▶ Document segment:
□ □ □

Re: ECON: size of government negatively correlated with prosperity

From: Robin Hanson (hanson@econ.berkeley.edu)
Date: Mon Dec 14 1998 - 11:44:54 MST


Han Huang wrote:
>I did some number crunching. Using the G7 economic data, I ran a
>covariance analysis on Matlab and my least mean squares estimate
>showed:
>
>1% GDP more spending
> --> 0.35% higher unemployment
> --> -$196 purchasing power per capita
>
>1% GDP more taxation
> --> 0.44% higher unemployment
> --> -$334 purchasing power per capita (before taxes)
>...
>Observe that the more socialist a nation is, the higher its
>unemployment rate, and in general the less wealthy it is.

There is a big literature which compares countries trying to
infer what makes them differ in wealth, etc. You'd really do better
to track that literature down, than to throw together an OLS from 8
data points. Here is an example of a related paper, that I
happened to have in my mail inbox:

http://nberws.nber.org/papers/W6727

"The Quality of Government"

      BY: RAFAEL LA PORTA
              Harvard University
           FLORENCIO LOPEZ-DE-SILANES
              Harvard University
              Department of Economics
           ANDREI SHLEIFER
              Harvard University
           ROBERT VISHNY
              University of Chicago

Paper ID: National Bureau of Economic Research Working Paper No.

□ □ □

Excerpts from a pointing dataset:
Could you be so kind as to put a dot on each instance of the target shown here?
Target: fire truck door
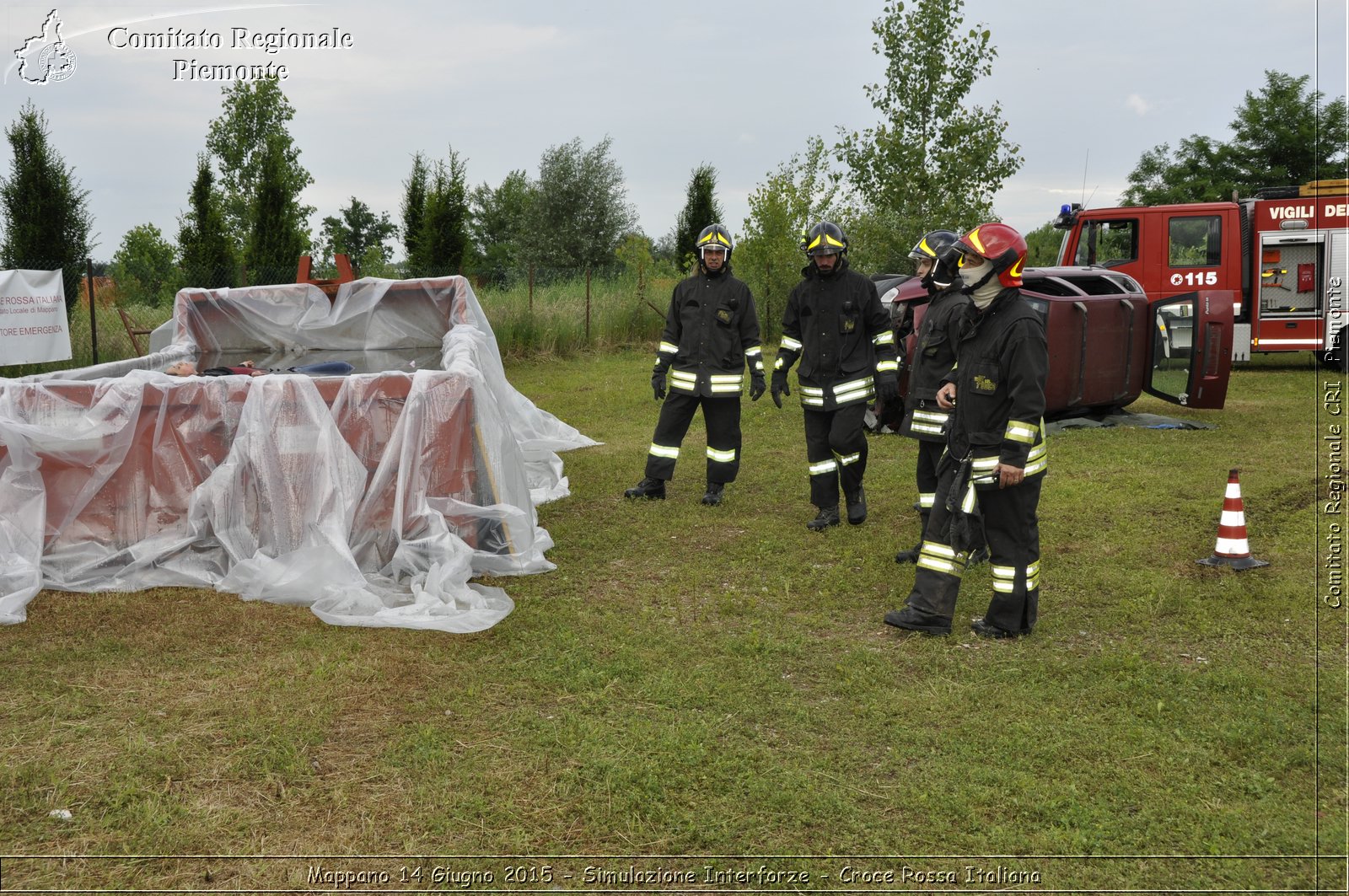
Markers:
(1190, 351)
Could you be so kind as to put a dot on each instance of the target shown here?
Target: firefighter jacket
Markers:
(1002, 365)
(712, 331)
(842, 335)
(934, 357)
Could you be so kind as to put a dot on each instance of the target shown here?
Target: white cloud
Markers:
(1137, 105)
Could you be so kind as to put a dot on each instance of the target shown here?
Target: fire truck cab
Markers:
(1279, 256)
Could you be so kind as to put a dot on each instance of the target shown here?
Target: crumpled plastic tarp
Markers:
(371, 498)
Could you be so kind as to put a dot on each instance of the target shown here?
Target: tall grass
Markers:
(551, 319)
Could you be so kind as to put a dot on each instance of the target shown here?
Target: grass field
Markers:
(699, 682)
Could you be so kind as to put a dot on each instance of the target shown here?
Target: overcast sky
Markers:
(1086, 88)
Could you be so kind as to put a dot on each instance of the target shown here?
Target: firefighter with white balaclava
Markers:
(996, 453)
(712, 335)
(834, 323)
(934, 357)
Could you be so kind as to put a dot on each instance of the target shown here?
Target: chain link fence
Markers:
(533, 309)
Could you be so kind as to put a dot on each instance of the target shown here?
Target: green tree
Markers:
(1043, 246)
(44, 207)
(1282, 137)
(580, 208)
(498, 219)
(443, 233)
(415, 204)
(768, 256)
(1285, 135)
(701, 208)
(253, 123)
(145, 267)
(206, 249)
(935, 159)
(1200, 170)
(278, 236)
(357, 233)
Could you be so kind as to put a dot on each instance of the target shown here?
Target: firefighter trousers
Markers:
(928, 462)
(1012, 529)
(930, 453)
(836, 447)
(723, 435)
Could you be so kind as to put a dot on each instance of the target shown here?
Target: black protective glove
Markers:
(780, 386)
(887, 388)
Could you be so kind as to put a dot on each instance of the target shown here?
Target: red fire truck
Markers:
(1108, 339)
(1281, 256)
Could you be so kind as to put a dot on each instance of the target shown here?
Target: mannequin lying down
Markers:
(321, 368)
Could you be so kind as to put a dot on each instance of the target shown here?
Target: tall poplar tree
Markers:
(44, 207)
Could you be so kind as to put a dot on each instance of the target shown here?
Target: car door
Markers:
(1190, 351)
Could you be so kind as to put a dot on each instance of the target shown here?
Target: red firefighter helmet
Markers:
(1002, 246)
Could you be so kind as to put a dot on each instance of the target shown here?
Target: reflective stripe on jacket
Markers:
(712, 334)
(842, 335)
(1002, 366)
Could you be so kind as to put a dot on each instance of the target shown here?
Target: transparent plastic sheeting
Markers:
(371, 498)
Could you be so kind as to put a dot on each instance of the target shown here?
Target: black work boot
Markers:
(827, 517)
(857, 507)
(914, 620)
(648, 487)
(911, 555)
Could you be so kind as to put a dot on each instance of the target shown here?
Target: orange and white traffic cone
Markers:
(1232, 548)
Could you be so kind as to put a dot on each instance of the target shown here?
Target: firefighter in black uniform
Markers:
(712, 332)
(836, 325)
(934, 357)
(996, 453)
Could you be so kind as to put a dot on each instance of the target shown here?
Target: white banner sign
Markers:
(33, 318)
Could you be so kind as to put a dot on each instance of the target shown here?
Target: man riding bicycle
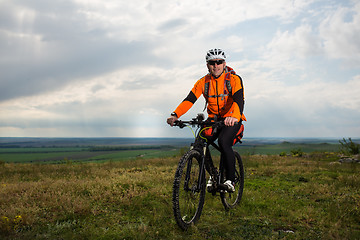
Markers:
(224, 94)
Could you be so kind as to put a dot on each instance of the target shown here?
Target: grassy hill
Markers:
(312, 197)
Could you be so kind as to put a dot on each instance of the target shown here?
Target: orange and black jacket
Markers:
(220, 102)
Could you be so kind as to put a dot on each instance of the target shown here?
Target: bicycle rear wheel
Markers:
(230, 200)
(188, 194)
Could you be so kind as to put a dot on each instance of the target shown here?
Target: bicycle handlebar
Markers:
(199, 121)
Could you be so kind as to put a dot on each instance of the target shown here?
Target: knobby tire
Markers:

□ □ □

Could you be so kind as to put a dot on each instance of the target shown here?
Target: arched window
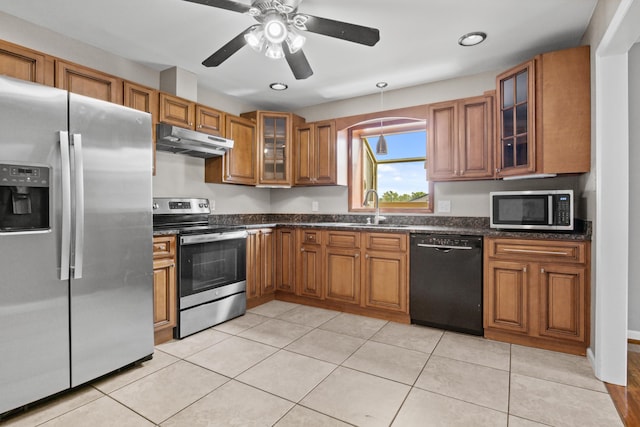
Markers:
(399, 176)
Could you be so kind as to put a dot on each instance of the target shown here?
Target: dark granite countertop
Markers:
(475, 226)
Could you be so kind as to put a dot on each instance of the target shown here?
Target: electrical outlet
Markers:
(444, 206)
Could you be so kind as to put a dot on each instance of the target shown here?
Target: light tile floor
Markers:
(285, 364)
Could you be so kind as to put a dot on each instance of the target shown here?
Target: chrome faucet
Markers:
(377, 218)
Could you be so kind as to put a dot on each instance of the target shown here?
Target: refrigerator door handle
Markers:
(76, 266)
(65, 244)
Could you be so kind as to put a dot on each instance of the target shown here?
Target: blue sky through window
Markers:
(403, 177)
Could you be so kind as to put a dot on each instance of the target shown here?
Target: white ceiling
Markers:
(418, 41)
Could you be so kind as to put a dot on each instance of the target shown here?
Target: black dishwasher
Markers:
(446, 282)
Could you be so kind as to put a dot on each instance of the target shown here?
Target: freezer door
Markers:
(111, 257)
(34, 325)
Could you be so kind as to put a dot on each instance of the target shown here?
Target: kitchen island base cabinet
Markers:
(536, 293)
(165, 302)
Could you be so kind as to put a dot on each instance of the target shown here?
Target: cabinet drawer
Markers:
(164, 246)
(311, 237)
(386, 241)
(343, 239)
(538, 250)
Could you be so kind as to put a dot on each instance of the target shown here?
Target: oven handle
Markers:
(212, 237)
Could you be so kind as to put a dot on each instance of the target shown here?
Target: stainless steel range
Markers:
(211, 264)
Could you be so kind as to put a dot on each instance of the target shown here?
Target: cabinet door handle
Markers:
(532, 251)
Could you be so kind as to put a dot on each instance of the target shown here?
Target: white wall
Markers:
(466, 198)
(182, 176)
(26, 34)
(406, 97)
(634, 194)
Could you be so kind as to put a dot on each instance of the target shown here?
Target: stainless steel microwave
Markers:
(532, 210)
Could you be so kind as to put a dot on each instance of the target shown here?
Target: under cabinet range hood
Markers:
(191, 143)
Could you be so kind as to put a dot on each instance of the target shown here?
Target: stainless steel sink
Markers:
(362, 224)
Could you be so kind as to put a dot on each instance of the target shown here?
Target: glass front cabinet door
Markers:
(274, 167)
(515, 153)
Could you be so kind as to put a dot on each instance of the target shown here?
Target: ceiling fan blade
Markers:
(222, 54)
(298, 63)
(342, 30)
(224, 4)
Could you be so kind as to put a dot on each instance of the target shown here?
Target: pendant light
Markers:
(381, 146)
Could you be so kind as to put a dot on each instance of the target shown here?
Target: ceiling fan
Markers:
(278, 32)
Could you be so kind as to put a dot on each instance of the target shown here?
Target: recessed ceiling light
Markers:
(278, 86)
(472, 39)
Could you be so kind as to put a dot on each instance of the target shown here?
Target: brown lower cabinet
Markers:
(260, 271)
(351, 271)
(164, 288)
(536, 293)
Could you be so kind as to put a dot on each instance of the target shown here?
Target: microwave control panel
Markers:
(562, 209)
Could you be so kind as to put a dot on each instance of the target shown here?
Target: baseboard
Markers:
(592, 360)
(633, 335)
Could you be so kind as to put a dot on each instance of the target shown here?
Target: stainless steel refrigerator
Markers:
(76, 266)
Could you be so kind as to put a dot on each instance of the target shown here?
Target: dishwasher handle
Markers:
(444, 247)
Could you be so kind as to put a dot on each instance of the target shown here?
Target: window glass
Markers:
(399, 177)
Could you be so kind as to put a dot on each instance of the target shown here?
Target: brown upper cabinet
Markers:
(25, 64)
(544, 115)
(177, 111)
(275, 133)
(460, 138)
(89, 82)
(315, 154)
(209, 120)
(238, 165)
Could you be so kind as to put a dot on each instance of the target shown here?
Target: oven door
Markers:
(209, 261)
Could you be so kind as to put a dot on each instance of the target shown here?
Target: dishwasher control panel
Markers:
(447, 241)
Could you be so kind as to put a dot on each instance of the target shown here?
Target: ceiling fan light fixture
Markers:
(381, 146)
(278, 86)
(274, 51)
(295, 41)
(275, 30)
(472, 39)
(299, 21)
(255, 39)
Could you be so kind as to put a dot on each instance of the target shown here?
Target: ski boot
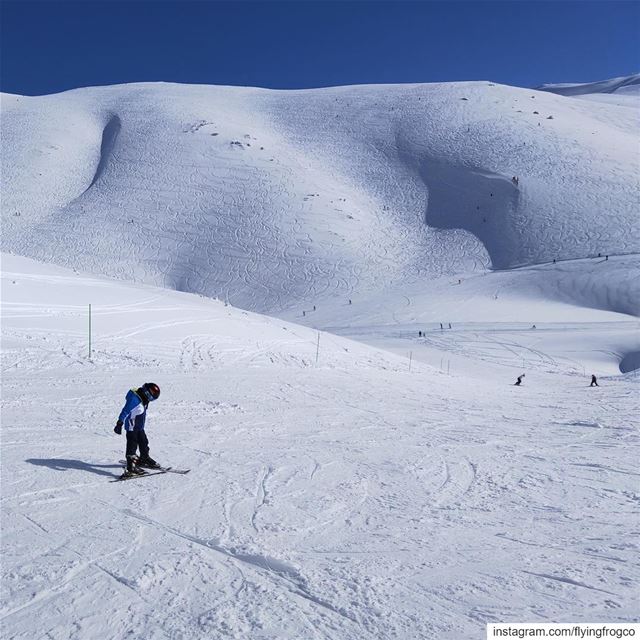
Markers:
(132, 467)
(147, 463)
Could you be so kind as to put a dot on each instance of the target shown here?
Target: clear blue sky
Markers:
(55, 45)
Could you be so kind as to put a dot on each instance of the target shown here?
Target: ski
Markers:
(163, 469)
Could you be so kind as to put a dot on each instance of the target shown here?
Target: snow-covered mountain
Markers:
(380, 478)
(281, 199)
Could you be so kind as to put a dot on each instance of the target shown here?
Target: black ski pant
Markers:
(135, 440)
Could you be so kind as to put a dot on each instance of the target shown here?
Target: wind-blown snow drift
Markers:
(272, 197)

□ □ □

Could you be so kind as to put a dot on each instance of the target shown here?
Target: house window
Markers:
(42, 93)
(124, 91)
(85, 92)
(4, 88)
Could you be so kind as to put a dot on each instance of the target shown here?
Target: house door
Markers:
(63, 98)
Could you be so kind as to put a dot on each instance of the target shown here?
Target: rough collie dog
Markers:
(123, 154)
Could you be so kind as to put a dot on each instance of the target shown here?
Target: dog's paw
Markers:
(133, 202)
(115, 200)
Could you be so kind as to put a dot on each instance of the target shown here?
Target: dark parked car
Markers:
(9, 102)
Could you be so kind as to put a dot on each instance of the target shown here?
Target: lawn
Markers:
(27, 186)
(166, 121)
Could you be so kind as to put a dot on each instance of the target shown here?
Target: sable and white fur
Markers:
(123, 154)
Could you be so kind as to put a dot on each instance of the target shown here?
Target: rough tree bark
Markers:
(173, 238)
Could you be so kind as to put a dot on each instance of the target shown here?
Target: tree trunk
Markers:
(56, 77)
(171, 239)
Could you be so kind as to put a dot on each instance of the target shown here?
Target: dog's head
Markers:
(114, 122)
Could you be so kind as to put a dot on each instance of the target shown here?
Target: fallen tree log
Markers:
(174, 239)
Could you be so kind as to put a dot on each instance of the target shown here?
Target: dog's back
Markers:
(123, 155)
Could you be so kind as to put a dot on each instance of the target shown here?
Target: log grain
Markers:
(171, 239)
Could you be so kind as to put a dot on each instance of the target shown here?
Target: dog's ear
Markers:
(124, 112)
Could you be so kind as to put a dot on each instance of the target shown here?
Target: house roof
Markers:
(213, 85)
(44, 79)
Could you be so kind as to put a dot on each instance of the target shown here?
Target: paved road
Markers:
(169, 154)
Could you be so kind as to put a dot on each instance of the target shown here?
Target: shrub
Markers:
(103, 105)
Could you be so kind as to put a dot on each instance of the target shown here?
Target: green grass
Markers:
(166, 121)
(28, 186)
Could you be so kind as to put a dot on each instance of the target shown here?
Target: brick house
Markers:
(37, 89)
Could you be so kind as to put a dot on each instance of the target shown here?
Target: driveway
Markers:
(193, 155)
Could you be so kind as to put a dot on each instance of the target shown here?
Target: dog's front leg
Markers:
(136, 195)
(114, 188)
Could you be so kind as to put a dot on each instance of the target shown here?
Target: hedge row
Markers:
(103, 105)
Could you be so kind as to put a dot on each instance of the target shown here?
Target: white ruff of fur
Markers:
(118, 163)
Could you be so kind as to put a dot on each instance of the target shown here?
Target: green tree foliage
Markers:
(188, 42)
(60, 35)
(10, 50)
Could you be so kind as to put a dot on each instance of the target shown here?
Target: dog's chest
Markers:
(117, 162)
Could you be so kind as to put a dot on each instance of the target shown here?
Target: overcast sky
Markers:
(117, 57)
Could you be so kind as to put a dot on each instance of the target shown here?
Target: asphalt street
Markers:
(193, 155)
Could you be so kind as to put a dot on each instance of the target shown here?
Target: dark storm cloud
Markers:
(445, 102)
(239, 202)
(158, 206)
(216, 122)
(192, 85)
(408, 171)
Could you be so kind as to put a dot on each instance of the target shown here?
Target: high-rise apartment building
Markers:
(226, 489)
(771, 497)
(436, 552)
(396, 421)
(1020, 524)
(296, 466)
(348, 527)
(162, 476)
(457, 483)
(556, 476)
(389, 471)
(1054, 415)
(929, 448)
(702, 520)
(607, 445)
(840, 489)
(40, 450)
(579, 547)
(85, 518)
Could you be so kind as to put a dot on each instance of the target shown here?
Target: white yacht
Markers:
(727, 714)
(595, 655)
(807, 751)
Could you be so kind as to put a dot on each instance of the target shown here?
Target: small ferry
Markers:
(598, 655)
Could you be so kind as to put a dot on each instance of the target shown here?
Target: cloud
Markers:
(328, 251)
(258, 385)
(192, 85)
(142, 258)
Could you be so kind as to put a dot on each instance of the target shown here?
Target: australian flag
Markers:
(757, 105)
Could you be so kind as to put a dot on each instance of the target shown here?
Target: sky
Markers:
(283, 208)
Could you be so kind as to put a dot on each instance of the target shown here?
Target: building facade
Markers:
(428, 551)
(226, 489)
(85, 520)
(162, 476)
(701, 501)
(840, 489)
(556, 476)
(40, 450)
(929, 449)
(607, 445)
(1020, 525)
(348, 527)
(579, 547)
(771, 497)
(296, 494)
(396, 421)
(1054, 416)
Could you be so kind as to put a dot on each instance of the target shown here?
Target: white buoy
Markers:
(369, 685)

□ □ □

▶ Challenge: Transcribe everything from "BY: RAFAEL LA" down to "Working Paper No." in the reply above on government size and prosperity.

▶ Output:
BY: RAFAEL LA PORTA
              Harvard University
           FLORENCIO LOPEZ-DE-SILANES
              Harvard University
              Department of Economics
           ANDREI SHLEIFER
              Harvard University
           ROBERT VISHNY
              University of Chicago

Paper ID: National Bureau of Economic Research Working Paper No.